QUOTED PASSAGE.
Content starts

There’s an old wives’ tale that every seven years all the cells in your body have regenerated and replaced themselves, so every seven years you’re like a brand new person.
There’s another saying that relationships suffer from the “seven year itch,” and that you need to be careful at that point because that’s when many people re-evaluate their relationships, and break-ups or divorces happen.
(There’s also research to suggest that the “seven year itch” has become the “three year itch,” and that’s the year you really need to watch out for. Yikes. Three years? Apprently attention spans are shrinking…)
Internet rumors and Yahoo answers aside…this is on my mind because today is Drew’s and my seven year anniversary. It’s hard to believe that it’s only been seven years. I feel like it’s been forever. I couldn’t even buy alcohol when we first got together, and since then we’ve been through college graduations (a certain classmate graduating with each of us, in two different years!), two cross-country moves, pets, no pets, jobs, no jobs, tough times and easier times.
There were times for each of us that we weren’t sure it was going to work out. But that was early days, when we were both still figuring out the intricacies of relationships. By now we’ve learned how to weather storms and that most arguments are momentary and inconsequential. We’ve hit our stride. I could do this forever.
I’m probably not supposed to say this, but I’ve changed a lot in seven years, and it’s due to this relationship. Am I a whole new person? Possibly. Am I better person? Definitely. I’m more patient, quicker to be grateful, and less moody. And if I’m a little cattier…well, it’s all in good spirits. I like me now. I hope other people like me now too.

Content ends

INFORMATION SHOWN.

Content starts

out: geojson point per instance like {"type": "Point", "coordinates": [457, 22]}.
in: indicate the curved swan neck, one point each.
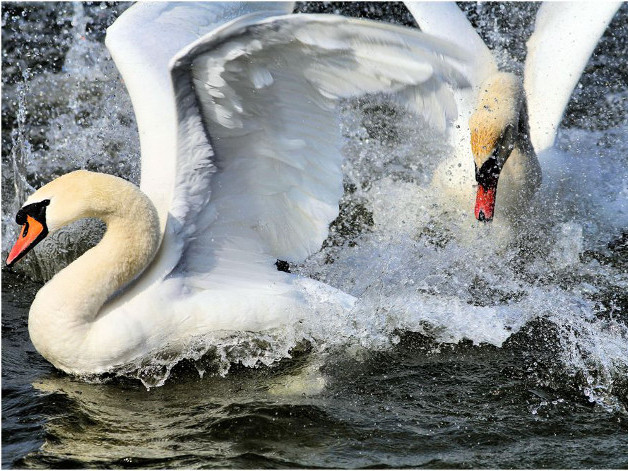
{"type": "Point", "coordinates": [66, 307]}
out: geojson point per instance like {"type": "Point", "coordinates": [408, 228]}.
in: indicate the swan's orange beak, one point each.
{"type": "Point", "coordinates": [485, 203]}
{"type": "Point", "coordinates": [31, 234]}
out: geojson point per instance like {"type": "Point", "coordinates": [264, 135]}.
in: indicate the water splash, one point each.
{"type": "Point", "coordinates": [416, 262]}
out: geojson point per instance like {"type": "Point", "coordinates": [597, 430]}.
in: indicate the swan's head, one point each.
{"type": "Point", "coordinates": [494, 128]}
{"type": "Point", "coordinates": [71, 197]}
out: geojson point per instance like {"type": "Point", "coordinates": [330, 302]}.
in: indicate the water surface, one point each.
{"type": "Point", "coordinates": [470, 346]}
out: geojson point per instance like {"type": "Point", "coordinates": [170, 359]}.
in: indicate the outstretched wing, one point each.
{"type": "Point", "coordinates": [565, 35]}
{"type": "Point", "coordinates": [259, 164]}
{"type": "Point", "coordinates": [445, 20]}
{"type": "Point", "coordinates": [455, 176]}
{"type": "Point", "coordinates": [142, 42]}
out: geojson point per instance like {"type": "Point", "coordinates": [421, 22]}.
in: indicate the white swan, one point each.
{"type": "Point", "coordinates": [508, 125]}
{"type": "Point", "coordinates": [240, 167]}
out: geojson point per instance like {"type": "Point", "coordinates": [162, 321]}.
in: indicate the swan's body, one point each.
{"type": "Point", "coordinates": [499, 104]}
{"type": "Point", "coordinates": [241, 166]}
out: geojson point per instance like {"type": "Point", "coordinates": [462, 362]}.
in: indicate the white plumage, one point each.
{"type": "Point", "coordinates": [241, 159]}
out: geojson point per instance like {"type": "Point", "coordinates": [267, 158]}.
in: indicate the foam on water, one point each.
{"type": "Point", "coordinates": [415, 261]}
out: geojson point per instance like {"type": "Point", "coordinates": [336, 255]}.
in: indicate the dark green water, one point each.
{"type": "Point", "coordinates": [417, 405]}
{"type": "Point", "coordinates": [554, 393]}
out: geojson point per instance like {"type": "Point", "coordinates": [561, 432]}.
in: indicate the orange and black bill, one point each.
{"type": "Point", "coordinates": [487, 177]}
{"type": "Point", "coordinates": [485, 203]}
{"type": "Point", "coordinates": [33, 221]}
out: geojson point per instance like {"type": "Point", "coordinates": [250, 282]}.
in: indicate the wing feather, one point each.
{"type": "Point", "coordinates": [262, 93]}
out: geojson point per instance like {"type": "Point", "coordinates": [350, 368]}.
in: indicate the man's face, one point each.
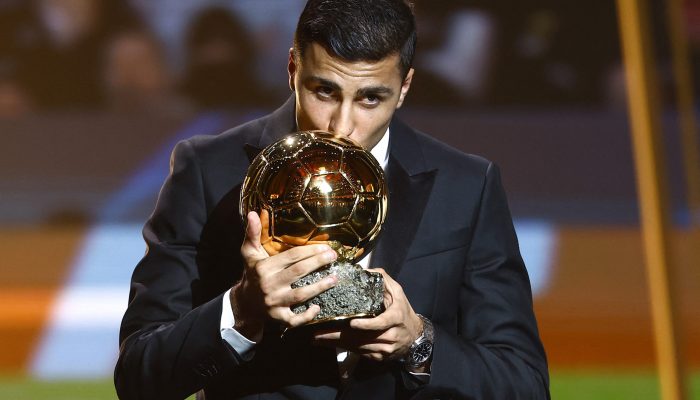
{"type": "Point", "coordinates": [351, 98]}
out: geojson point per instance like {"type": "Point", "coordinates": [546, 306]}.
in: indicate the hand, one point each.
{"type": "Point", "coordinates": [387, 336]}
{"type": "Point", "coordinates": [265, 290]}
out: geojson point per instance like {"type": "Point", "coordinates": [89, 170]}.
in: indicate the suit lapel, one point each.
{"type": "Point", "coordinates": [410, 183]}
{"type": "Point", "coordinates": [408, 196]}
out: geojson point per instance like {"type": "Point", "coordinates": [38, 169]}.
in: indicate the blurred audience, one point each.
{"type": "Point", "coordinates": [87, 55]}
{"type": "Point", "coordinates": [456, 43]}
{"type": "Point", "coordinates": [137, 79]}
{"type": "Point", "coordinates": [64, 69]}
{"type": "Point", "coordinates": [220, 56]}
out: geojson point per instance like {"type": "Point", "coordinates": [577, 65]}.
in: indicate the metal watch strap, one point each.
{"type": "Point", "coordinates": [421, 349]}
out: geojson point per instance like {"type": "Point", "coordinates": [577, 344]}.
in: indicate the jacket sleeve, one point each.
{"type": "Point", "coordinates": [497, 352]}
{"type": "Point", "coordinates": [168, 348]}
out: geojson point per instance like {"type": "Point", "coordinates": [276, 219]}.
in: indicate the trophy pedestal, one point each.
{"type": "Point", "coordinates": [358, 293]}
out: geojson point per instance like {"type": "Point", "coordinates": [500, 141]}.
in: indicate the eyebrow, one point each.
{"type": "Point", "coordinates": [371, 90]}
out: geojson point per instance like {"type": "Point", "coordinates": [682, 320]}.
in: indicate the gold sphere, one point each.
{"type": "Point", "coordinates": [316, 187]}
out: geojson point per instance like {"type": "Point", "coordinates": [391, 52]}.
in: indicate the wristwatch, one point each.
{"type": "Point", "coordinates": [422, 348]}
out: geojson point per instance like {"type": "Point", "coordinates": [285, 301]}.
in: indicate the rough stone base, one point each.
{"type": "Point", "coordinates": [358, 292]}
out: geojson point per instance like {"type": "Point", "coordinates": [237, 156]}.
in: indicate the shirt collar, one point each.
{"type": "Point", "coordinates": [381, 150]}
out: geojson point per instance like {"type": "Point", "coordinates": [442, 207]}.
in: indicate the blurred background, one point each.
{"type": "Point", "coordinates": [94, 95]}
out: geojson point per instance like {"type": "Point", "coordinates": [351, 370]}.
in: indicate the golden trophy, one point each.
{"type": "Point", "coordinates": [315, 187]}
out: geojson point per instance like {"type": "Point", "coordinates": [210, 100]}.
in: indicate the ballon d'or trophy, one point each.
{"type": "Point", "coordinates": [315, 187]}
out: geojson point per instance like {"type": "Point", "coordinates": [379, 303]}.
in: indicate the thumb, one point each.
{"type": "Point", "coordinates": [252, 249]}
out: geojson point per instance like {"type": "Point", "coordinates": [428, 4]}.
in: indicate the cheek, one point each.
{"type": "Point", "coordinates": [313, 116]}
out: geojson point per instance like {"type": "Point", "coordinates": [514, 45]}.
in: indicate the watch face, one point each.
{"type": "Point", "coordinates": [422, 353]}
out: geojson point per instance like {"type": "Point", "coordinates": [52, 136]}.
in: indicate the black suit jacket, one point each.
{"type": "Point", "coordinates": [448, 240]}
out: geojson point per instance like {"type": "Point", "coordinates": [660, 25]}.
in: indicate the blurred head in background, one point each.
{"type": "Point", "coordinates": [137, 78]}
{"type": "Point", "coordinates": [220, 55]}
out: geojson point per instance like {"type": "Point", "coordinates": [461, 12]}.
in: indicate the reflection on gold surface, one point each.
{"type": "Point", "coordinates": [313, 187]}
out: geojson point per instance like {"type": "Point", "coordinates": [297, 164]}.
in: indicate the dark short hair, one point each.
{"type": "Point", "coordinates": [359, 30]}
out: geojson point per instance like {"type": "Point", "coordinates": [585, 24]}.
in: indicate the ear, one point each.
{"type": "Point", "coordinates": [405, 86]}
{"type": "Point", "coordinates": [291, 68]}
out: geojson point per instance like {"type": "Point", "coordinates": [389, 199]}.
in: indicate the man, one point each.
{"type": "Point", "coordinates": [205, 316]}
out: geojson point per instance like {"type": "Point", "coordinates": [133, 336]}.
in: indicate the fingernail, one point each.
{"type": "Point", "coordinates": [331, 280]}
{"type": "Point", "coordinates": [330, 255]}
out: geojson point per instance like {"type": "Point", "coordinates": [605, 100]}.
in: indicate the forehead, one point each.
{"type": "Point", "coordinates": [317, 61]}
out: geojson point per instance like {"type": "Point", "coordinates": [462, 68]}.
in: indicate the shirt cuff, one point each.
{"type": "Point", "coordinates": [244, 347]}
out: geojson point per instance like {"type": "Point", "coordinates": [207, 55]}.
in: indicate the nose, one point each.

Content ends

List everything the anniversary essay says the couple has been through since they first got together. The rows play no part in this exercise.

RESPONSE.
- College graduations
- Two cross-country moves
- Pets
- No pets
- Jobs
- No jobs
- Tough times
- Easier times